*TASK*. Render every line of all the items below as a JSON list of strings, with one string per line and blank lines omitted.

====== GIVEN DATA ======

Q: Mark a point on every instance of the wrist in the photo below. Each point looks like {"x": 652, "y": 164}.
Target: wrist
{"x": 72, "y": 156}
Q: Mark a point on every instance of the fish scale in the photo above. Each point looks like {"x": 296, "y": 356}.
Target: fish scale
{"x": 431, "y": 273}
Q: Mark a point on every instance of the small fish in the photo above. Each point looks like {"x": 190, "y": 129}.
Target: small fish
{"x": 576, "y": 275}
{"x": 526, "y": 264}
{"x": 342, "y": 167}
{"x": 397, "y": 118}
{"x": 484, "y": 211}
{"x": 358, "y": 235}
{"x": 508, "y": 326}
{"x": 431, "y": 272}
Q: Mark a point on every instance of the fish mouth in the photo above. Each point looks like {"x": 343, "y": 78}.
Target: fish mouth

======

*CORRECT RESPONSE*.
[
  "Q: Mark a point on every instance of the wrist in the photo below. Each point looks like {\"x\": 652, \"y\": 164}.",
  "Target: wrist",
  "{\"x\": 72, \"y\": 156}",
  "Q: Mark a point on every instance of the fish scale in the photo above. Each point looks like {\"x\": 296, \"y\": 356}.",
  "Target: fish scale",
  "{\"x\": 431, \"y\": 273}",
  "Q: Mark a point on every instance of the small fish in the photo above. Each point looks like {\"x\": 190, \"y\": 129}.",
  "Target: small fish",
  "{\"x\": 576, \"y\": 275}",
  "{\"x\": 526, \"y\": 264}",
  "{\"x\": 342, \"y\": 167}",
  "{\"x\": 397, \"y\": 118}",
  "{\"x\": 484, \"y\": 211}",
  "{\"x\": 358, \"y\": 235}",
  "{\"x\": 508, \"y\": 326}",
  "{\"x\": 431, \"y\": 272}",
  "Q: Mark a point on every instance of the fish mouth in the photo above. Each point looks like {\"x\": 343, \"y\": 78}.",
  "Target: fish mouth"
]